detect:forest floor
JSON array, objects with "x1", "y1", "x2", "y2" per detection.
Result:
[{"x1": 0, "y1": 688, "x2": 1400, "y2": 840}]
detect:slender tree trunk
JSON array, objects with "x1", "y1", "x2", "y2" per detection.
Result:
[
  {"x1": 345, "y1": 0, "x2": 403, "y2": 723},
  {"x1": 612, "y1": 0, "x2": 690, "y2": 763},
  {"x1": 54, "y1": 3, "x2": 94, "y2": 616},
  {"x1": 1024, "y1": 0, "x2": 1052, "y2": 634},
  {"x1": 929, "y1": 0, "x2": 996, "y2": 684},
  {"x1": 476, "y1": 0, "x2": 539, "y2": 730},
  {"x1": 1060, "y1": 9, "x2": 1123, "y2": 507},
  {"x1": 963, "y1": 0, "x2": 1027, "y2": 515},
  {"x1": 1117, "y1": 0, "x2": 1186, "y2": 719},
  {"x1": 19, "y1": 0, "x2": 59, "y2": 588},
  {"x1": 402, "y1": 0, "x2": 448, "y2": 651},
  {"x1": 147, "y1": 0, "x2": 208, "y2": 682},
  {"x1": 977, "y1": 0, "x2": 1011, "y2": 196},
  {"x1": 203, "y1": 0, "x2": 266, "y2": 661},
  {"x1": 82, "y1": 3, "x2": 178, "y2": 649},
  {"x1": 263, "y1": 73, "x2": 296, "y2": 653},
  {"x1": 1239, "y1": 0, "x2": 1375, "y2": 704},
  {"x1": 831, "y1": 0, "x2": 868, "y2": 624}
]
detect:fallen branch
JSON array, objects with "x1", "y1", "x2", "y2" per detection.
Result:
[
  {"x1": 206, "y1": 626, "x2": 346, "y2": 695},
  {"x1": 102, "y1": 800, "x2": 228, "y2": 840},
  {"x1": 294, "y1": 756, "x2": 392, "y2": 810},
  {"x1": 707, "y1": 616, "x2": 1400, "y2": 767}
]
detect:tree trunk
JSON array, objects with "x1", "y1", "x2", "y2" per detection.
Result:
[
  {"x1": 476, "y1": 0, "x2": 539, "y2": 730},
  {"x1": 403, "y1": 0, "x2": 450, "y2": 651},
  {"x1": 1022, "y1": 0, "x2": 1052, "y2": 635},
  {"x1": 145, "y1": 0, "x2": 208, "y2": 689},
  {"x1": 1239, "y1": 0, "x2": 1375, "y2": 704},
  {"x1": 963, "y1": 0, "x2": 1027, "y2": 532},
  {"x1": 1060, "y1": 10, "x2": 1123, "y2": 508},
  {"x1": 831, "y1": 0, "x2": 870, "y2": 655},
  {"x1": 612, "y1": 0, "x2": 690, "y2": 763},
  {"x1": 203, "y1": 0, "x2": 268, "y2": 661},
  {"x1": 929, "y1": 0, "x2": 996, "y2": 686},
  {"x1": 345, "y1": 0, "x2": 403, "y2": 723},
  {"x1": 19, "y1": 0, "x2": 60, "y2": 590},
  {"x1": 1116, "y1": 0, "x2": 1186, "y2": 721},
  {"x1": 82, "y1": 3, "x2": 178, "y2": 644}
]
________________
§ **Description of the task**: Copy all the entries above, changing every "Result" to "Output" and leaving everything else unchanged.

§ **Exercise result**:
detect:forest floor
JSON array, objects with "x1", "y1", "x2", "y2" per detection.
Output:
[{"x1": 0, "y1": 688, "x2": 1400, "y2": 840}]
detect:slender tree trunk
JSON array, objects with "x1", "y1", "x2", "y2" per detection.
Output:
[
  {"x1": 345, "y1": 0, "x2": 403, "y2": 723},
  {"x1": 612, "y1": 0, "x2": 690, "y2": 763},
  {"x1": 54, "y1": 3, "x2": 94, "y2": 616},
  {"x1": 1024, "y1": 0, "x2": 1052, "y2": 634},
  {"x1": 929, "y1": 0, "x2": 996, "y2": 684},
  {"x1": 476, "y1": 0, "x2": 539, "y2": 730},
  {"x1": 1060, "y1": 9, "x2": 1123, "y2": 507},
  {"x1": 963, "y1": 0, "x2": 1027, "y2": 515},
  {"x1": 1117, "y1": 0, "x2": 1186, "y2": 719},
  {"x1": 19, "y1": 0, "x2": 59, "y2": 588},
  {"x1": 402, "y1": 0, "x2": 448, "y2": 651},
  {"x1": 147, "y1": 0, "x2": 208, "y2": 682},
  {"x1": 977, "y1": 0, "x2": 1011, "y2": 196},
  {"x1": 203, "y1": 0, "x2": 266, "y2": 661},
  {"x1": 82, "y1": 3, "x2": 178, "y2": 649},
  {"x1": 263, "y1": 73, "x2": 296, "y2": 653},
  {"x1": 1239, "y1": 0, "x2": 1375, "y2": 704},
  {"x1": 831, "y1": 0, "x2": 868, "y2": 624}
]
detect:fallen branch
JSON array, objects with "x1", "y1", "x2", "y2" per detection.
Output:
[
  {"x1": 206, "y1": 626, "x2": 346, "y2": 695},
  {"x1": 102, "y1": 800, "x2": 228, "y2": 840},
  {"x1": 294, "y1": 756, "x2": 392, "y2": 810},
  {"x1": 707, "y1": 616, "x2": 1400, "y2": 767}
]
detect:tree trunk
JSON array, objects with "x1", "y1", "x2", "y2" per detection.
Output:
[
  {"x1": 476, "y1": 0, "x2": 539, "y2": 730},
  {"x1": 403, "y1": 0, "x2": 450, "y2": 651},
  {"x1": 1022, "y1": 0, "x2": 1052, "y2": 635},
  {"x1": 145, "y1": 0, "x2": 208, "y2": 689},
  {"x1": 1239, "y1": 0, "x2": 1375, "y2": 704},
  {"x1": 963, "y1": 0, "x2": 1027, "y2": 532},
  {"x1": 1060, "y1": 10, "x2": 1123, "y2": 508},
  {"x1": 831, "y1": 0, "x2": 870, "y2": 655},
  {"x1": 612, "y1": 0, "x2": 690, "y2": 763},
  {"x1": 203, "y1": 0, "x2": 268, "y2": 661},
  {"x1": 929, "y1": 0, "x2": 996, "y2": 686},
  {"x1": 345, "y1": 0, "x2": 403, "y2": 723},
  {"x1": 19, "y1": 0, "x2": 60, "y2": 590},
  {"x1": 1116, "y1": 0, "x2": 1186, "y2": 721},
  {"x1": 82, "y1": 3, "x2": 178, "y2": 644}
]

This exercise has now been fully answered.